=== Section Start ===

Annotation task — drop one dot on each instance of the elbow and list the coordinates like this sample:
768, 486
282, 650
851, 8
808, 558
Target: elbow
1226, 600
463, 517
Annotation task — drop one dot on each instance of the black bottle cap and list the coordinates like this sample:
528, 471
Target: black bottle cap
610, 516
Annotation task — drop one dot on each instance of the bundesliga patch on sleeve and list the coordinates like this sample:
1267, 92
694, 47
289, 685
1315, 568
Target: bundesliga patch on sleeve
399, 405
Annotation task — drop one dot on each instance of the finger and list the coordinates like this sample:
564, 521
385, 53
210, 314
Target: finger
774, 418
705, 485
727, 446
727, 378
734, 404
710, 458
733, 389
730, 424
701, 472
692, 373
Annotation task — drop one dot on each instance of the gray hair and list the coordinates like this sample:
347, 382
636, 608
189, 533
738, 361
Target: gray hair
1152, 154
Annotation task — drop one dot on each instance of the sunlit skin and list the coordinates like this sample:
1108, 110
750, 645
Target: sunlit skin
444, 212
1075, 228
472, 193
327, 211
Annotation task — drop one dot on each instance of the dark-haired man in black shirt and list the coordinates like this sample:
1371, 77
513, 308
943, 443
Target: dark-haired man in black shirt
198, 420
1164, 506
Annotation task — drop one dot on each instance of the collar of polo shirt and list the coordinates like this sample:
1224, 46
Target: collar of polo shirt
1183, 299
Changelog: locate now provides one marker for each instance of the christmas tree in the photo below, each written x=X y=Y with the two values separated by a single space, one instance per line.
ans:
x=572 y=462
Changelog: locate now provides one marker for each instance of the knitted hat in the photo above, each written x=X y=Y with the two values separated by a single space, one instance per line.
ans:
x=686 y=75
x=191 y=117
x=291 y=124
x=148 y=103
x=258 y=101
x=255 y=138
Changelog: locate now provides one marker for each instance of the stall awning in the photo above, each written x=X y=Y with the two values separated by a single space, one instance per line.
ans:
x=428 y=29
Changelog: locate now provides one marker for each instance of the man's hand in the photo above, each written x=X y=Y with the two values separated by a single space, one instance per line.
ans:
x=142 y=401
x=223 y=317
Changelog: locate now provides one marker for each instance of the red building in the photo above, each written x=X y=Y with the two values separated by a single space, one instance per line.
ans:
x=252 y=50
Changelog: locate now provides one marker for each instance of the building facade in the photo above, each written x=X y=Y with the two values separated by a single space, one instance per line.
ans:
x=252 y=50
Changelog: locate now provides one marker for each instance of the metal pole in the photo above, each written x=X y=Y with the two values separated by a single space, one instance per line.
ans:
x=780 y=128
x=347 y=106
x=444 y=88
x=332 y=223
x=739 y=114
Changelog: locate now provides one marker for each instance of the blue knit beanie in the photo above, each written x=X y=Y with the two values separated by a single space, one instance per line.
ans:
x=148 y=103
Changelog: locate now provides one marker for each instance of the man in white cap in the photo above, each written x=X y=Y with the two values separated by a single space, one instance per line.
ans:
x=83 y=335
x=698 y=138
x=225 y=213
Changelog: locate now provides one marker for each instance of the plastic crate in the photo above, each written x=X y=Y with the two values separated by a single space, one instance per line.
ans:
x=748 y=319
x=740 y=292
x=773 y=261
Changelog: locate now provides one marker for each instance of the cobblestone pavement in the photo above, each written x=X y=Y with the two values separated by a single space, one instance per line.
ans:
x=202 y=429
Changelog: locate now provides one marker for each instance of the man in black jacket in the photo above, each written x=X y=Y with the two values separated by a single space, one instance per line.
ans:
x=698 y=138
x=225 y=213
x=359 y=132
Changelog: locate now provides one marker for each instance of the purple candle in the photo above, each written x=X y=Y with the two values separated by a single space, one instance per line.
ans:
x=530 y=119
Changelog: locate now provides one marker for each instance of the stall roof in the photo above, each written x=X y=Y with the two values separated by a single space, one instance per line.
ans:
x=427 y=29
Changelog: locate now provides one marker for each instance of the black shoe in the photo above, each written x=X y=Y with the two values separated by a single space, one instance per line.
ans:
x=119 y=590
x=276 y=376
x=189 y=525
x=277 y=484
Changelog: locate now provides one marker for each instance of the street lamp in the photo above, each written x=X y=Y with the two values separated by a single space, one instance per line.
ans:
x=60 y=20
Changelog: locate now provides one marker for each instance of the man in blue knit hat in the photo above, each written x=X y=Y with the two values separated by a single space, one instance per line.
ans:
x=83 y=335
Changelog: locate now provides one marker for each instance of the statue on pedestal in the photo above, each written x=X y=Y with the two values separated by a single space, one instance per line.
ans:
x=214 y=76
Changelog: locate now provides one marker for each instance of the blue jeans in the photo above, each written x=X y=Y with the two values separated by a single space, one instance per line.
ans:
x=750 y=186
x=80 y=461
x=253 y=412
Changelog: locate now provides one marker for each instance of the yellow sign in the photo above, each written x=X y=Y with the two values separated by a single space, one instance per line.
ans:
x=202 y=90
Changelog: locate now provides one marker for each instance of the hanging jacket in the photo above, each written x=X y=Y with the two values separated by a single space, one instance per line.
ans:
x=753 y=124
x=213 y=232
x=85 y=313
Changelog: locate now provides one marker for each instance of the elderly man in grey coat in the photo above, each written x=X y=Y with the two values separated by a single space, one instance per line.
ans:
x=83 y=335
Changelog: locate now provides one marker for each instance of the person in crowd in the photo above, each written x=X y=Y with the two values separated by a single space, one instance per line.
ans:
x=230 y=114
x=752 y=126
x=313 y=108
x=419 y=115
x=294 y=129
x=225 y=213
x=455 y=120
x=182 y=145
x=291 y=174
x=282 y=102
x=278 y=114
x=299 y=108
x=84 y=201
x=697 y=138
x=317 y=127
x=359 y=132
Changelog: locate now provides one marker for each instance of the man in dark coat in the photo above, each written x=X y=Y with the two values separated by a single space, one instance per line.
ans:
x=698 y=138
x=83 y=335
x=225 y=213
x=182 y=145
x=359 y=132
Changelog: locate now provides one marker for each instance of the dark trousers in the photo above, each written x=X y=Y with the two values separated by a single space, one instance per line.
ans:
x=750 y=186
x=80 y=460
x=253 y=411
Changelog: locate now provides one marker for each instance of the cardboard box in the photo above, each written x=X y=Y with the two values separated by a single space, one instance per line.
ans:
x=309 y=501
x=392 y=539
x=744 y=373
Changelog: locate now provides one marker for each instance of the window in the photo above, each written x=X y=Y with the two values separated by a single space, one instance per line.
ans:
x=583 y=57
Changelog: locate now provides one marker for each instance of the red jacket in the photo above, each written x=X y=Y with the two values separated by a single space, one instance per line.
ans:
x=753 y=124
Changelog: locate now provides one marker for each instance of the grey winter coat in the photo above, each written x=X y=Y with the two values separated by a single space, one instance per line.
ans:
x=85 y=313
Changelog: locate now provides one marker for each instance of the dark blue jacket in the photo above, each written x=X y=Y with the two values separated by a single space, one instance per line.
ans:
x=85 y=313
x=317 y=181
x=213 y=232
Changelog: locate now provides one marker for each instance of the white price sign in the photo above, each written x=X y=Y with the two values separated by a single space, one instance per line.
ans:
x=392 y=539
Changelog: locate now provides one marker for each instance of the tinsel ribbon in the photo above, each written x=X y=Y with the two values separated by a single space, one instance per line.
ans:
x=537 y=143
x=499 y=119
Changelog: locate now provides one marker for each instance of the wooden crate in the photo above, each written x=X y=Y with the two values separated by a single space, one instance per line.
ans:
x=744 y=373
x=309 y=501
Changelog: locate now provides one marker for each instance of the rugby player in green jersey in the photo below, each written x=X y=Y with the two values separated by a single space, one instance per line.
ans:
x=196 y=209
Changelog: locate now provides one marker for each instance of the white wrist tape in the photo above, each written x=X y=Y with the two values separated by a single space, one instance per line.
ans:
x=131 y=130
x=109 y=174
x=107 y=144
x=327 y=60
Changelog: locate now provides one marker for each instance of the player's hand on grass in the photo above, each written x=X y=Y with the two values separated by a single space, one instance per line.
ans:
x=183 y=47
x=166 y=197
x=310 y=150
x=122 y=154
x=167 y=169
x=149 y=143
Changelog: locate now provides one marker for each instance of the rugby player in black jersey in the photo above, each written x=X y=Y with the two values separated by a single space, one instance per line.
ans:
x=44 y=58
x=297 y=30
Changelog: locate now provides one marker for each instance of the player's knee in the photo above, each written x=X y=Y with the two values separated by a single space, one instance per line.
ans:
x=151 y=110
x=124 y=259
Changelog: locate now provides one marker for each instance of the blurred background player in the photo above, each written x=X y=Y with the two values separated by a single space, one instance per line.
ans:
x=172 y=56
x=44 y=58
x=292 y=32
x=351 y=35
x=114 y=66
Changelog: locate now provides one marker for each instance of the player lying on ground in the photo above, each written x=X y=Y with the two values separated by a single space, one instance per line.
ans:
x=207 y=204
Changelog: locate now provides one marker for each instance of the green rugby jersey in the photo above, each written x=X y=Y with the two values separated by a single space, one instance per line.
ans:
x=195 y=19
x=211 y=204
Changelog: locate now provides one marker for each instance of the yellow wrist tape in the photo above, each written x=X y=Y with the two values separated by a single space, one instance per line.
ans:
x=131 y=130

=== Section End ===

REQUIRED ACTION: Each line from the one containing "the player's knee" to the close of the records must appear in the output exactly, and no other line.

WRITTEN RESPONSE:
Changelog: locate now provides one marker for each instance of the player's knee in the photo above, each written x=X y=Y with the two values separated by a single space, one instance per line.
ans:
x=151 y=110
x=124 y=259
Changelog: locate now provides one marker for each instance of the blurred background player in the photo above, each written x=X y=Y with the two values separated by a single space, one instance per line.
ans:
x=172 y=56
x=44 y=58
x=292 y=32
x=351 y=35
x=114 y=66
Changelog: locate now provides one marker for each instance of the player lying on ground in the photo above, each written x=X y=Y with the two values separated by a single space, one instance per line.
ans:
x=207 y=204
Changelog: locate now provides one marker for each instance of the green rugby jersey in the photo above, each written x=X y=Y with the two values separated by a single space, one instance per line.
ans:
x=195 y=19
x=211 y=204
Changelog: locate now provides one marker for each instance of the yellow wrist tape in the photo above, each written x=X y=Y with the two values separated by a single space, one instance per line.
ans:
x=131 y=130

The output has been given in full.